=== REQUIREMENTS ===
Pull out every line of the data that contains the string "instances".
---+---
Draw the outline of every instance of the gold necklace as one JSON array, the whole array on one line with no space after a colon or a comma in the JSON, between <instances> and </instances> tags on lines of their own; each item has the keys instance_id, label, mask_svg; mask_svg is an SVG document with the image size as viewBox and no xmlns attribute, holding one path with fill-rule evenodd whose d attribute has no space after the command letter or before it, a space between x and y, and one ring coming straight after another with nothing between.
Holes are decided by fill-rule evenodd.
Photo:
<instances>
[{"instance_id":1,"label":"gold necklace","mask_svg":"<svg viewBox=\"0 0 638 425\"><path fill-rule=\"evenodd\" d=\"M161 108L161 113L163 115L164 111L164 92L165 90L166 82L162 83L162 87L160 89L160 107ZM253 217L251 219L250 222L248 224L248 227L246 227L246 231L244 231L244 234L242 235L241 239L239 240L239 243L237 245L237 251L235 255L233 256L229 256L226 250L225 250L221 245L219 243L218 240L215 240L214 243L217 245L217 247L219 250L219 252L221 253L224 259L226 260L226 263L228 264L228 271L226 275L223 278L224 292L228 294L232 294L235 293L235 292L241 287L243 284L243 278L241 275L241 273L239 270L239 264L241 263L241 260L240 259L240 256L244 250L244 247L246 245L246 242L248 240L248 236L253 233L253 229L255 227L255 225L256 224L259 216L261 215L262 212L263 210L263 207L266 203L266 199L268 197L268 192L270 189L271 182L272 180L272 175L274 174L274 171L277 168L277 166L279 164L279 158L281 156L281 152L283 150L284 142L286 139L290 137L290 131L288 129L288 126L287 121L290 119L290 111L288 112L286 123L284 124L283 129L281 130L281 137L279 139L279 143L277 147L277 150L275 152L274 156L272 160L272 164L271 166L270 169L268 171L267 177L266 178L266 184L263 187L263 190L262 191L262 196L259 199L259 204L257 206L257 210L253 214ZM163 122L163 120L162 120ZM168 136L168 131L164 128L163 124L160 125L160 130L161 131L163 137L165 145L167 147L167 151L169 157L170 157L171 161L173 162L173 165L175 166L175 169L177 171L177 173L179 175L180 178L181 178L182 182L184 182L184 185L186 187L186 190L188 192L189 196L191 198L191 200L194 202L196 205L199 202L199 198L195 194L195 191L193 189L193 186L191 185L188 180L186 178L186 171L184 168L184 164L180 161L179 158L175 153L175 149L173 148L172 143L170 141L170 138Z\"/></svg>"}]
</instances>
---+---
=== WRITTEN ANSWER ===
Draw the outline of every instance of the gold necklace as one JSON array, the whole array on one line with no space after a colon or a comma in the JSON, between <instances> and </instances> tags on lines of their own; each item has the keys instance_id, label, mask_svg; mask_svg is an SVG document with the image size as viewBox and no xmlns attribute, holding one path with fill-rule evenodd whose d attribute has no space after the command letter or before it, a space between x and y, and one ring coming straight after another with nothing between.
<instances>
</instances>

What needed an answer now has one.